— Begin SOURCE DATA —
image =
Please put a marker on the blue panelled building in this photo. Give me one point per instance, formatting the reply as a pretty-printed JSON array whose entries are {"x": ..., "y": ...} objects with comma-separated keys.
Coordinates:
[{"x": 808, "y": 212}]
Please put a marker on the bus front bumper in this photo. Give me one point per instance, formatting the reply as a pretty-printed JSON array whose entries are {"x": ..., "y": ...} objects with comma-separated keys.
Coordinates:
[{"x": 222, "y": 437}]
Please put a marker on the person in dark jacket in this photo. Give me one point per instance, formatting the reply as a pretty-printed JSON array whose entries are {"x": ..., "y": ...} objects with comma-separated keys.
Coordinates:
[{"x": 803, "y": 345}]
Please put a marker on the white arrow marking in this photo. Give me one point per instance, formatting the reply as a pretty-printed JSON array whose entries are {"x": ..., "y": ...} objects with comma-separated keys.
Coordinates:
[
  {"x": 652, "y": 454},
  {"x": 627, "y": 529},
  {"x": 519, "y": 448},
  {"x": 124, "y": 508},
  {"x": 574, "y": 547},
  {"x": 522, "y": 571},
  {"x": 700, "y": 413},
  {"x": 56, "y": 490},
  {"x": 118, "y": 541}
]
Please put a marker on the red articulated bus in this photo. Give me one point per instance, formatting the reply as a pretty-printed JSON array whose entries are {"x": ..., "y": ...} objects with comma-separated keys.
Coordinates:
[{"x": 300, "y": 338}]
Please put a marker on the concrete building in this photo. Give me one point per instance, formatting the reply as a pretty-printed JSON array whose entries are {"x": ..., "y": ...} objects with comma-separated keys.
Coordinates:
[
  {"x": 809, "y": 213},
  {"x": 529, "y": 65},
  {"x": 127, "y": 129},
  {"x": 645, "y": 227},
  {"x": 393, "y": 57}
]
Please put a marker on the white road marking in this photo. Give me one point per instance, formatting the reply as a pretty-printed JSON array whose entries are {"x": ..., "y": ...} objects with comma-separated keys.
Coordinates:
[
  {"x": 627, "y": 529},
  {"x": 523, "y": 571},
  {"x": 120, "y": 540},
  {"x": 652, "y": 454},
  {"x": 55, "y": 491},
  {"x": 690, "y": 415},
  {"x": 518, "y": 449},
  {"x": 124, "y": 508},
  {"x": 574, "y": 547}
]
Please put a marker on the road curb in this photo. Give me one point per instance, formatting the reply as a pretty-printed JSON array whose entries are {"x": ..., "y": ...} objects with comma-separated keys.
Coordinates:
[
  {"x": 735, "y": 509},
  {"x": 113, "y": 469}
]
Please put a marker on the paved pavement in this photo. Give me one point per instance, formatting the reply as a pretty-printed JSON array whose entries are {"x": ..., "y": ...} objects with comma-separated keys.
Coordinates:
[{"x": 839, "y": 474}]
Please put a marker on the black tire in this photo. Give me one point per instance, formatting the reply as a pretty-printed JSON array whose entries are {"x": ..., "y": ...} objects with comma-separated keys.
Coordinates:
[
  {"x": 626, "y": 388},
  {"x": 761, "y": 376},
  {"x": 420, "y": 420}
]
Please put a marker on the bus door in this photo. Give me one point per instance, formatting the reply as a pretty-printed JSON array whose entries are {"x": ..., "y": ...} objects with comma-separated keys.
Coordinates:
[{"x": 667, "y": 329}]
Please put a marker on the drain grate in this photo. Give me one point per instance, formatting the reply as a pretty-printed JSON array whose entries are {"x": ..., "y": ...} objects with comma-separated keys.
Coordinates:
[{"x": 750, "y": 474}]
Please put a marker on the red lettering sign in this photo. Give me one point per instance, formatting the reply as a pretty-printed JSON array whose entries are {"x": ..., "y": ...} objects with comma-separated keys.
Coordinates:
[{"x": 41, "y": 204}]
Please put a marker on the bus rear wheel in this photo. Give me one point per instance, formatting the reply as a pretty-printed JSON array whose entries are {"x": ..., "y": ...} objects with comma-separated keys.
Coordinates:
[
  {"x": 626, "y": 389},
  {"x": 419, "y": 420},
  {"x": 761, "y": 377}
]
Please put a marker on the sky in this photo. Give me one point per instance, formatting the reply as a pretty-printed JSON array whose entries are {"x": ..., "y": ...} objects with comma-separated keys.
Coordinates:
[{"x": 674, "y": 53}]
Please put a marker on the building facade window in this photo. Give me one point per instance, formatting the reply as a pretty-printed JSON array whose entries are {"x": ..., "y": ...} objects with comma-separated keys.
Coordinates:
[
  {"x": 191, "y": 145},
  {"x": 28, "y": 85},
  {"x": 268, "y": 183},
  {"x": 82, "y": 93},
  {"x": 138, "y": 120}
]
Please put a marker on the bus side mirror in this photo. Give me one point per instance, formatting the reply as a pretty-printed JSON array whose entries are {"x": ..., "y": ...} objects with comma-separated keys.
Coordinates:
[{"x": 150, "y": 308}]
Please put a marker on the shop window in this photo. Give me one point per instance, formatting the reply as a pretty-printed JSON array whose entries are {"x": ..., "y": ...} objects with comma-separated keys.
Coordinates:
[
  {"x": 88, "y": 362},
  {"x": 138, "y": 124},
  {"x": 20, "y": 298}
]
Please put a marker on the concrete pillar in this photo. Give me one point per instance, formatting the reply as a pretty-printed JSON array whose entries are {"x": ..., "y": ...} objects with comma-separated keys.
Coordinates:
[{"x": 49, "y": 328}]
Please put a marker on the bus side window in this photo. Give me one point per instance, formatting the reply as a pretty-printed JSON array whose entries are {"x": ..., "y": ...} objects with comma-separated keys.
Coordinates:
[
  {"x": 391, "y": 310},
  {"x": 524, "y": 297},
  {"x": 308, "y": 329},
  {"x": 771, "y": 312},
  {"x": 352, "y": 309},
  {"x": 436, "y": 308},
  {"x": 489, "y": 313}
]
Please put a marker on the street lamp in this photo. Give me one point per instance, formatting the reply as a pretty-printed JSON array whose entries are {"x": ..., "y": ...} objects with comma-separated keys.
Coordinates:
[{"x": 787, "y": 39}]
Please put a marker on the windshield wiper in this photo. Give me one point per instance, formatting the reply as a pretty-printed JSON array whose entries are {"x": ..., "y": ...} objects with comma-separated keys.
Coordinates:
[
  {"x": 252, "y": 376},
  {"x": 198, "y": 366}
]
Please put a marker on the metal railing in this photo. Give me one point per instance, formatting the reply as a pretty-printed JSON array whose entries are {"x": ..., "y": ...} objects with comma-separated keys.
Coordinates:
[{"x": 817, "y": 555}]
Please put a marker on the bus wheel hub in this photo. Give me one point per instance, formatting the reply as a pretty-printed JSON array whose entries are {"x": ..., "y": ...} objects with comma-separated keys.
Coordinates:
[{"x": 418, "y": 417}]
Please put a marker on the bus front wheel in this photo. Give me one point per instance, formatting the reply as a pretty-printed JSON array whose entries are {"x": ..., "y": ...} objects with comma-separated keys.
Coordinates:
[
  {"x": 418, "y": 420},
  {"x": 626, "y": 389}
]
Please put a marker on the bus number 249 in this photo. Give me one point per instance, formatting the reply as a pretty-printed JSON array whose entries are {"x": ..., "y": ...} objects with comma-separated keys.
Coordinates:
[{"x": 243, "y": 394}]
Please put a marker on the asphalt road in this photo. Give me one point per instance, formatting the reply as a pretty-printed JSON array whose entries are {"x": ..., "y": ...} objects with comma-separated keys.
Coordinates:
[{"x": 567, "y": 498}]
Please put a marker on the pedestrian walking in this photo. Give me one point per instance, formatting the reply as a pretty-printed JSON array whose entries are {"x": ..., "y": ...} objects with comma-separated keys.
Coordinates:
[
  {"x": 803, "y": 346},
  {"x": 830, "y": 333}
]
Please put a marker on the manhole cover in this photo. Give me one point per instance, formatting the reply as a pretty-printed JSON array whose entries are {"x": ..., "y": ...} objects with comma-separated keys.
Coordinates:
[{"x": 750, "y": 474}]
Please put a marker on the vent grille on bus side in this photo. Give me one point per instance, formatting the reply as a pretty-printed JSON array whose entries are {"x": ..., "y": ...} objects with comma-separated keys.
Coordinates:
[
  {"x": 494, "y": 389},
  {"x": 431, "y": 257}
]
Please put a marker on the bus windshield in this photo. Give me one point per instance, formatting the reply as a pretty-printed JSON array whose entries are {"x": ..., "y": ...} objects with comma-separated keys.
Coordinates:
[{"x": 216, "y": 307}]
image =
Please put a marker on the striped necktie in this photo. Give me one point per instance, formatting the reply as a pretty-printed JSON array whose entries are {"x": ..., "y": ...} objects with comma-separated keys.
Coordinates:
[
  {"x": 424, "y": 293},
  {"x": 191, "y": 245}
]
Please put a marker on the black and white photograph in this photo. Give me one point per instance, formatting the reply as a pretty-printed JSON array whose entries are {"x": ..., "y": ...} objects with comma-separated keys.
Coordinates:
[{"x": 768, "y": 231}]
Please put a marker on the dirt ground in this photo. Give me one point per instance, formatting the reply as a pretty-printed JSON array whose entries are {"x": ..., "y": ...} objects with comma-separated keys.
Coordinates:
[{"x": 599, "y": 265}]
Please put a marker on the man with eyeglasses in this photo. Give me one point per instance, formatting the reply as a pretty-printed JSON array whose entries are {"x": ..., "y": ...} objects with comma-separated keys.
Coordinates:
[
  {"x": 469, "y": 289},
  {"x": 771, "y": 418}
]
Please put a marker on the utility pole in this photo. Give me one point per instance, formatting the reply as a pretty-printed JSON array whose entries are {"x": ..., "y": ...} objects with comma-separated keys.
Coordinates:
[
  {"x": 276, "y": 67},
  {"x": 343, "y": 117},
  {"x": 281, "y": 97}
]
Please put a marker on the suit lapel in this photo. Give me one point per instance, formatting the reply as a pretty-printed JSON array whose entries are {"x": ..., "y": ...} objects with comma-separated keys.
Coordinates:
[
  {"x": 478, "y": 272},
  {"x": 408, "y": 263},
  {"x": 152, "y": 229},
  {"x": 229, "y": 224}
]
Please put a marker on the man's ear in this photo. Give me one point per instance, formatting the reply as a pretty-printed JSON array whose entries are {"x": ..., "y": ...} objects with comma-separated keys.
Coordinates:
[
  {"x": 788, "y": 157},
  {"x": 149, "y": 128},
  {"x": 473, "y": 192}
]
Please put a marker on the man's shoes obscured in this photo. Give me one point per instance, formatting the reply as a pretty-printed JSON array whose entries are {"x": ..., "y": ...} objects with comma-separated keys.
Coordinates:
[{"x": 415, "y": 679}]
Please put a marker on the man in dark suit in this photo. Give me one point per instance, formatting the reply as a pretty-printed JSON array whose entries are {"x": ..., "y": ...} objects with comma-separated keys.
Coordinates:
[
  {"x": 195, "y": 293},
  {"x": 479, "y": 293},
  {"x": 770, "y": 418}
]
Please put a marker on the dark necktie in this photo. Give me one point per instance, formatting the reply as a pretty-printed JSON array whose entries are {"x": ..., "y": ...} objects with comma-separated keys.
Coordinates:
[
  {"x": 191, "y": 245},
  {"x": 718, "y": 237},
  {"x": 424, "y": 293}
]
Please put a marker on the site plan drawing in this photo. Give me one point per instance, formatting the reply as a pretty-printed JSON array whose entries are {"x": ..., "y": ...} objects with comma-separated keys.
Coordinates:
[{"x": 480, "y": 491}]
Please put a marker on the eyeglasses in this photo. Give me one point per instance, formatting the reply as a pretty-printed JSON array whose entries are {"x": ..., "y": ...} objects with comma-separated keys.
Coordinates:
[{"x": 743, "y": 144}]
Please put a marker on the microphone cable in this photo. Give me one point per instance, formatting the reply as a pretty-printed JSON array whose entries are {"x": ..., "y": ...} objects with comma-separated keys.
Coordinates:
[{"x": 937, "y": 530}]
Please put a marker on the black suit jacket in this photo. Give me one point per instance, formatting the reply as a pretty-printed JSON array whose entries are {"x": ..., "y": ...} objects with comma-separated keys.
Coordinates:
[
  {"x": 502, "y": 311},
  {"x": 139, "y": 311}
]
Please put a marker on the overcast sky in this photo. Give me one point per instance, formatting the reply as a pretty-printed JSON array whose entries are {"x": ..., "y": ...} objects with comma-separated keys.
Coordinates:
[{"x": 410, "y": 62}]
— End SOURCE DATA —
* **TASK DIRECTIONS**
Return, word for word, every line from the line with "Please put a marker on the man's shoes" to the final line of the data.

* **FULL RESPONSE**
Please put a marker on the man's shoes obscured in this photo. Give me one point per instance, formatting the reply as a pretty-printed JSON array whose entries are {"x": ..., "y": ...} objects with comma-separated keys.
Coordinates:
[{"x": 415, "y": 679}]
Please put a marker on the man in dark suit in this photo. Give me one point per instance, formatting the reply as a pretty-printed JSON array whose entries are {"x": ..., "y": ...} objects with comma-separated keys.
Coordinates:
[
  {"x": 195, "y": 293},
  {"x": 479, "y": 293},
  {"x": 770, "y": 418}
]
Please put a marker on the dark necktie in this photo. Give me one point per instance, formatting the reply as a pretty-printed JSON array whose entries are {"x": ..., "y": ...} objects with comma-separated keys.
Coordinates:
[
  {"x": 191, "y": 245},
  {"x": 718, "y": 237},
  {"x": 424, "y": 293}
]
Please put a marker on the site plan drawing in this photo. Give me one point per instance, formatting the reply as a pretty-printed JSON array whose entries are {"x": ..., "y": ...} objects with comma-separated keys.
Coordinates:
[{"x": 480, "y": 491}]
Please put a marker on the eyeglasses in this photo. Give me one point per instance, formatting the reply as a pretty-printed JSON array whose entries are {"x": ..., "y": ...} objects with comma-separated keys.
Coordinates:
[{"x": 743, "y": 144}]
Please put a marker on the microphone cable in this photo. Give me one point per instance, formatting the reply as a pretty-printed JSON array whose entries are {"x": ..., "y": ...} objects with comma-separated keys.
Coordinates:
[{"x": 937, "y": 530}]
Please put a marker on the black suit jacket in this photo. Give me one point per instance, formatting the reply as a pretty-printed JSON array whose entries are {"x": ..., "y": ...} objects with comma-separated keys.
Coordinates:
[
  {"x": 502, "y": 311},
  {"x": 139, "y": 311}
]
Please put a marker on the overcast sky in this photo. Give me one point per instance, formatting the reply as a pretty-printed JSON array whose entries are {"x": ..., "y": ...} objects with comma-separated keys.
Coordinates:
[{"x": 410, "y": 62}]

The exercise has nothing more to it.